1. Approaches And Concepts

Because there is no general theory for why people consume, and the determinants of consumer practice are recognized as ranging from the economic calculations involved in obtaining commodities to the psychological satisfactions derived from their possession, the methodologies deployed to study the history of consumption are decidedly eclectic. Social history is still the dominant approach. But because of the complex nature of the subject matter and the fact that the timing of the study of consumer cultures coincided with the rising fashion for cross-disciplinary and multicultural studies, histories of consumption draw on an unusually wide range of disciplinary influences. These range from economics, marketing research, anthropology, and sociology to cultural and cinema studies and art and design history.

Evidence of past consumer behaviors is provided by sources as diverse as industrial archeology to recover the shards of past material life; probate records to discover the legacies and bequests of the dead, thereby to estimate the value they put on goods; business records to reveal merchandising strategies; and advertising copy, both to disclose the imagination of taste brokers and to reveal the embedding of ‘social tableaux’ in the popular imagination. Topics such as leisure-time use, which were once treated as specialized subject areas, are now grouped along with tourism, cinema-going , television-viewing, and other types of spectatorship and reception, reading included, as properly belonging to the history of consumer cultures, especially insofar as they are produced under capitalist exchange relations. The coherence of the field derives, thus, not from any single topic or debate, but rather from the belated discovery of the large and complex role that consumer practices play in forming collective identities, demands for social entitlement, and individual subjectivity.

The subfield’s rapid establishment evidences a convergence of pressures. One stimulus came from social historians critical of neoclassical economists who, by treating consumer choices as ahistorical, reducible to demand curves based on the price and availability of goods, ignored the symbolic and social value of commodities. Social historians were also critical of the previous generation of historical scholars who, by focusing on social relations around production, failed to capture the significance of consumer practices to class, politics, ideology, and values.

Another stimulus arises from the so-called post-modern or postscarcity sensibility of the late twentieth-century West. The generally high living standards, the rapid shift from manufacturing to service-oriented industries, and the densely symbolic consumer cultures of late twentieth century capitalism seem to have profoundly altered conceptions of individual and social identity such as to pose a double question. One is whether the postmodern epoch has not engendered an entirely new relationship with material life, so much are modern cultures in the thrall of material abundance to the exclusion of nonmarket values; the other is whether the ambivalence about goods so deeply rooted in Western culture did not previously inhibit study of the power of things to shape social life (Featherstone 1991).

--

▸ **TASK LIST**:
**a.** Write out the passage on the history of consumption from "The subfield’s rapid" up to and including "ideology, and values.", keeping its words unchanged.
**b.** In the passage on the history of consumption, which approach is named as still dominant in studying it?

--

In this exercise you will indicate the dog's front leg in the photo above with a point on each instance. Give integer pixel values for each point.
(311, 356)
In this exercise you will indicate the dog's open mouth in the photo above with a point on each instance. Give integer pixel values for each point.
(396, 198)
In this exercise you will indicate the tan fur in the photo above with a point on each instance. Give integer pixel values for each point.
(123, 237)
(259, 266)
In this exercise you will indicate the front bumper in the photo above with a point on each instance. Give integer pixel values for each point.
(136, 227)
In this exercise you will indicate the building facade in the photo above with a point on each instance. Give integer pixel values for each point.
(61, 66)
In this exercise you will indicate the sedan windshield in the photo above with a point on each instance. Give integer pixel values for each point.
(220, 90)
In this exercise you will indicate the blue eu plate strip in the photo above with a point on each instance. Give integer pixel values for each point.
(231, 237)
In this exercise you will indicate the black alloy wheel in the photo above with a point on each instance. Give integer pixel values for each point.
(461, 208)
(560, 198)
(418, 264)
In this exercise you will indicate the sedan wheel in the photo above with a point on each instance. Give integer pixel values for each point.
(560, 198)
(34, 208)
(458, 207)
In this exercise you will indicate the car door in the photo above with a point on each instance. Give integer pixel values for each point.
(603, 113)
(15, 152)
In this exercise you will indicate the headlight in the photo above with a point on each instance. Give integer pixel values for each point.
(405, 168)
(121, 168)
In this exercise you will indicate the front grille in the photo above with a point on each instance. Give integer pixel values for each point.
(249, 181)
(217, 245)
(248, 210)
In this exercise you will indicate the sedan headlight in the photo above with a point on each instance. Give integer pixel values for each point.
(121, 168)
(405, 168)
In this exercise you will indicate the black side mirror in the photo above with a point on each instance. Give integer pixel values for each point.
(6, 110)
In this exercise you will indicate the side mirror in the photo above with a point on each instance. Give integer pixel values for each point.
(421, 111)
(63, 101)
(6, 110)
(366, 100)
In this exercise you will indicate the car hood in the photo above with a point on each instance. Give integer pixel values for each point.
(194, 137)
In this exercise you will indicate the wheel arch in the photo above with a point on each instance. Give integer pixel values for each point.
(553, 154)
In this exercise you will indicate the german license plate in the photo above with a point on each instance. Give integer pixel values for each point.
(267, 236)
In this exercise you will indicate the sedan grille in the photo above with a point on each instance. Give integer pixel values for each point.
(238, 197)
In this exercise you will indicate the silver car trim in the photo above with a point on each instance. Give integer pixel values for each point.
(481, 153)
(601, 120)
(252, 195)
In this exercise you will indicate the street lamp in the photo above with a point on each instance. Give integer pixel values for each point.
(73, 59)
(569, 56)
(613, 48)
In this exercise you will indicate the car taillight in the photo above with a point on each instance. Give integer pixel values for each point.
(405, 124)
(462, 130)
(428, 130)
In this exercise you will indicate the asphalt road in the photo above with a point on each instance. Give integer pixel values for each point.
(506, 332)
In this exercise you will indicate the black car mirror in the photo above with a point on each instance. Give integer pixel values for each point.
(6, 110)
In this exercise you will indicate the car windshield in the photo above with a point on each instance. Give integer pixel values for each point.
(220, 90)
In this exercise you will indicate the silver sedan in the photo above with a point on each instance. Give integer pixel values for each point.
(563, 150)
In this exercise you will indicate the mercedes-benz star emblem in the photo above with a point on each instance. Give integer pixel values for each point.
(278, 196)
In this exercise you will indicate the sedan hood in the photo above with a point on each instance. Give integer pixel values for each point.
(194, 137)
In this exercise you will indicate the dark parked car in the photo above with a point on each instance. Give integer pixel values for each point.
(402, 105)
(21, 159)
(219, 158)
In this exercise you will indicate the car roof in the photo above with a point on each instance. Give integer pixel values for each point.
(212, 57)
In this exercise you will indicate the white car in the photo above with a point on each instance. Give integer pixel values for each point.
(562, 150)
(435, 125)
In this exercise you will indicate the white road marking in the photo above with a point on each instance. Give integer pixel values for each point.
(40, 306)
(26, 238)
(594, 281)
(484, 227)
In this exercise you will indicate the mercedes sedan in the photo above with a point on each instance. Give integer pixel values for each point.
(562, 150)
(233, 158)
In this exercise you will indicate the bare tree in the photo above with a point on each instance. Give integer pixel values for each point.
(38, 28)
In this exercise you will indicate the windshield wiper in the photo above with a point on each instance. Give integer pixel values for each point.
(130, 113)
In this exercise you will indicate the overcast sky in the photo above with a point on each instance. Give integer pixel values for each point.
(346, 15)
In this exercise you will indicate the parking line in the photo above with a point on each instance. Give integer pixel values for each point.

--

▸ **WRITTEN RESPONSES**:
**a.**
The subfield’s rapid establishment evidences a convergence of pressures. One stimulus came from social historians critical of neoclassical economists who, by treating consumer choices as ahistorical, reducible to demand curves based on the price and availability of goods, ignored the symbolic and social value of commodities. Social historians were also critical of the previous generation of historical scholars who, by focusing on social relations around production, failed to capture the significance of consumer practices to class, politics, ideology, and values.

**b.** Social history.